As we move more deeply into the twenty-first century, the age-old agricultural industry is exploring new technologies that can help farmers “make smarter decisions on the field and do more with less,” McKinsey & Company writes—including autonomous solutions. Autonomous farming solutions will increase safety, mitigate labor shortages, amplify output, and maximize equipment utilization. Yet the farm is an oft inhospitable environment. Beyond the common adverse conditions that today’s equipment must deal with—mud, wind, rain, fog—dust presents particular challenges for autonomous systems, making it very difficult to “see” and guide a vehicle or piece of “intelligent” equipment. 

Cultivating soil and harvesting crops is a dusty business. And as temperatures rise and rainfalls decrease, climate scientists believe we may see an ever-broadening swath of dustier farmlands. As NASA scientist Benjamin Cook explains, “If we see continued increases in aridity and drought, as we expect with climate change, we’ll start to see further increases in dust loads in the atmosphere.” To combat dusty farming environments, autonomous systems must be equipped with sensors that can assemble accurate 3D pictures of their surroundings, even in the face of low visibility.

Dust is composed of solid, non-translucent particles that, when blown from the earth, form a dense cloud that is particularly difficult to see or navigate through. Precipitation such as snow, rain, or fog also reduces visibility, but in all but the most severe cases, navigation by human or vision-based systems is still possible. With dust, however, it takes a particularly high-resolution and robust sensor to receive enough photons that pass through the dust cloud to form an accurate 3D model of objects behind the dust.

One particular sensing technology has been proven to work well in this challenging environment: 3D camera-based stereo vision. High-resolution advanced stereo vision sensors have demonstrated an exceptional ability to “see” through dust in agricultural settings due to their precise calibration, high resolution, multiple perspectives, and wide baseline (the distance between the cameras). 

The latest technology in stereo vision delivers superb, precise 3D pictures of a scene in real time. Calibration software that runs on a GPU enables the cameras to be “untethered”— that is, separated and mounted independently. At 7 to 20 frames-per-second, the two camera images are aligned and compared, yielding depth measurements for 35 million pixels per second. This unparalleled data density is what enables this new generation of stereo vision sensors to “see” through dust. With 5 million pixels per frame, any light photons that make it through the dust cloud are captured by the sensors and used to calculate depth to the structures from which the photon emanated.

### AIM OF THE TASK
Continue the article on stereo vision seeing through farm dust, starting right after its last sentence.

Detection annotation records
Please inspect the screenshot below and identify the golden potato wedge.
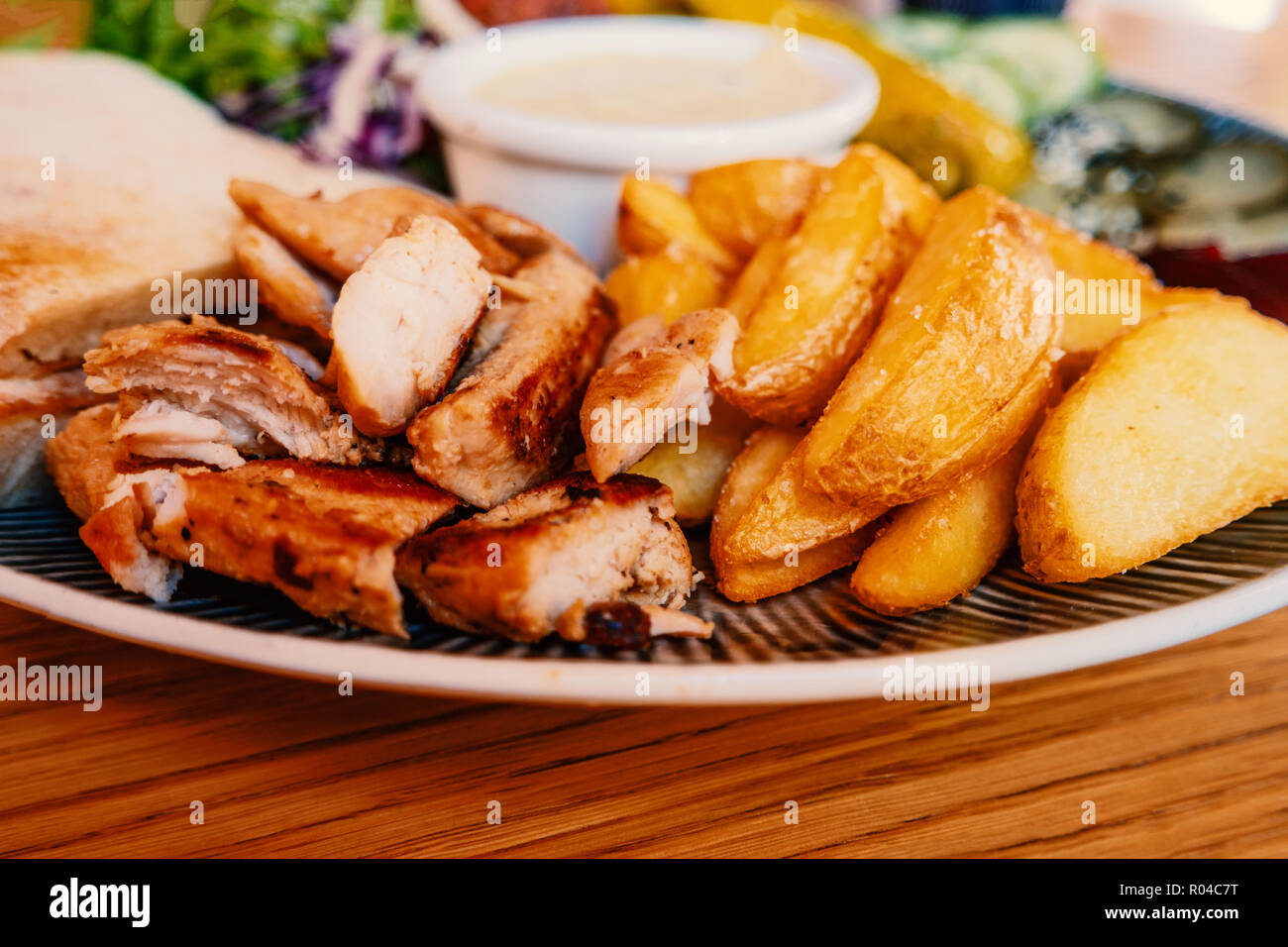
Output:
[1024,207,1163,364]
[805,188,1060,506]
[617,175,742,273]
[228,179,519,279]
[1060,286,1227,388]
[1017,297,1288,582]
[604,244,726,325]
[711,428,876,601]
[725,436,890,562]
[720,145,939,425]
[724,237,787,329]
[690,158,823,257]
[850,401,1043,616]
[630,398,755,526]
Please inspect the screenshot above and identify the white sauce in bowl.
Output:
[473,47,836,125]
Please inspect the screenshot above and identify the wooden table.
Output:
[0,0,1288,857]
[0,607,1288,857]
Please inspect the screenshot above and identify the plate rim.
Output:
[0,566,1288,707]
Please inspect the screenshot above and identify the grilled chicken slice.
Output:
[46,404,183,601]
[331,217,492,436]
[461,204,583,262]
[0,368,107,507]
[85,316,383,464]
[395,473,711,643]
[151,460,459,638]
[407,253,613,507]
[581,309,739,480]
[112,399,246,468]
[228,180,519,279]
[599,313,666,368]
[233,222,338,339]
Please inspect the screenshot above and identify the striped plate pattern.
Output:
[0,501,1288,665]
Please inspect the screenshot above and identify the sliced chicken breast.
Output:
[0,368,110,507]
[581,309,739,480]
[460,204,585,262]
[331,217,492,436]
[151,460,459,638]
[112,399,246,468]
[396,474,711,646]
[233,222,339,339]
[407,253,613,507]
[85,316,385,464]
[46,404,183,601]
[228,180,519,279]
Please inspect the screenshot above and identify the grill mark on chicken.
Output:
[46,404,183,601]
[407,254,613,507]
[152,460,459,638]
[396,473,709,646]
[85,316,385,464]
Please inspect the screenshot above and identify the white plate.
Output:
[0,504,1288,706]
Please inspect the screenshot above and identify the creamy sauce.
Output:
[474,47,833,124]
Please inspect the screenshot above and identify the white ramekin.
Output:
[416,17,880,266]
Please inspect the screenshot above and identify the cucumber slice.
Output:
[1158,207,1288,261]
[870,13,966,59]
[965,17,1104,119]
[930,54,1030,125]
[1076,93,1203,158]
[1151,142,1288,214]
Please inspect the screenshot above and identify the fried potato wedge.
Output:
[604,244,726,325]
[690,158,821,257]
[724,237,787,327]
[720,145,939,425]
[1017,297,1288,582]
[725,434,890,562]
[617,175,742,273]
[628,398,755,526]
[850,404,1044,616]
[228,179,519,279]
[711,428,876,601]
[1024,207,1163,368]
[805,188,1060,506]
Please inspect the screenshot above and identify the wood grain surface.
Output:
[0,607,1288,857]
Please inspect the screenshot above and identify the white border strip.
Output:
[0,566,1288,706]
...
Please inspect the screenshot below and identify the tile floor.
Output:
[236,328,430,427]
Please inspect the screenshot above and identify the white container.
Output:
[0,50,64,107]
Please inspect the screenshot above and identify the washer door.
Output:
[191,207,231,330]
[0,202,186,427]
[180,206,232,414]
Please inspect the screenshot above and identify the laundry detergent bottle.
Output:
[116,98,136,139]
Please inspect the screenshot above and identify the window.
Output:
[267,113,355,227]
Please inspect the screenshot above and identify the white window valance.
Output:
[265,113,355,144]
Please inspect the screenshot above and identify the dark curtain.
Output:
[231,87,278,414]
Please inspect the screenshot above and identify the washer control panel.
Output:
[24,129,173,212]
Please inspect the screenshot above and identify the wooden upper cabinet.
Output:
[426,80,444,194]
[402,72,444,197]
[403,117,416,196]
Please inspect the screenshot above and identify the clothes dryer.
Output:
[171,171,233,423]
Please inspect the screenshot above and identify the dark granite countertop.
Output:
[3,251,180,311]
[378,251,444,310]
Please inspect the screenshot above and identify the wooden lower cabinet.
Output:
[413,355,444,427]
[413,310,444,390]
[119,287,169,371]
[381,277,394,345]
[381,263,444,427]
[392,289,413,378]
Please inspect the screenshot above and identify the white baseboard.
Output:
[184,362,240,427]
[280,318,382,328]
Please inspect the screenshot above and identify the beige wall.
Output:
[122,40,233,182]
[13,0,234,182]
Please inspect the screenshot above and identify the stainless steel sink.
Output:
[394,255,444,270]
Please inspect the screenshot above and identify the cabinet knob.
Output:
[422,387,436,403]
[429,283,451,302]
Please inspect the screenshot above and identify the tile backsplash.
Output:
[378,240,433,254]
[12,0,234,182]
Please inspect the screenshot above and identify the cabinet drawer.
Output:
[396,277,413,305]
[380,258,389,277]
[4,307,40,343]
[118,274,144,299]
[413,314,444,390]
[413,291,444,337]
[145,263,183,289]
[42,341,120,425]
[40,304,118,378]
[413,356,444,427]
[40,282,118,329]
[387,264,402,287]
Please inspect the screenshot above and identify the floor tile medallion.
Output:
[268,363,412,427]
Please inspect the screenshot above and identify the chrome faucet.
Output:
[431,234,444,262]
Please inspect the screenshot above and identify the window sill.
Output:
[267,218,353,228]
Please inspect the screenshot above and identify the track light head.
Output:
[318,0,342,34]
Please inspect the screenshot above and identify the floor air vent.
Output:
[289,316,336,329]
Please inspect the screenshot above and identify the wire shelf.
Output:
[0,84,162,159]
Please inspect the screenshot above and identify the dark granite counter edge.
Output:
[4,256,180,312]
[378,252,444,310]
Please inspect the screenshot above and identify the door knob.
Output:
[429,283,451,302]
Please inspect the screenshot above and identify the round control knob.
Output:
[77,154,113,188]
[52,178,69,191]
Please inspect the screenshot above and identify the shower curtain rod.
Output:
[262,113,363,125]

### ANSWER TO THIS TASK
The dominant competing technology for ranging is lidar (light detection and ranging). Lidars emit light with lasers, and those photons bounce off objects in the scene and return to a sensor within the lidar. Lidars measure the time those photons take to return and calculate the distance to the object from which the photon bounced. Lidar is accurate, but reliant upon the photons both making it through the dust cloud, and returning successfully through the dust cloud again without being blocked by dust particles in either direction. Additionally, as compared with advanced stereo vision, which has 35 million points per second to work with, lidars have only between 600,000 and 6 million points, depending on the lidar technology. So with 6x to 60x fewer points to work with, and the reliance on a successful round trip for each photon, lidar is significantly less effective in measuring distance in dusty environments.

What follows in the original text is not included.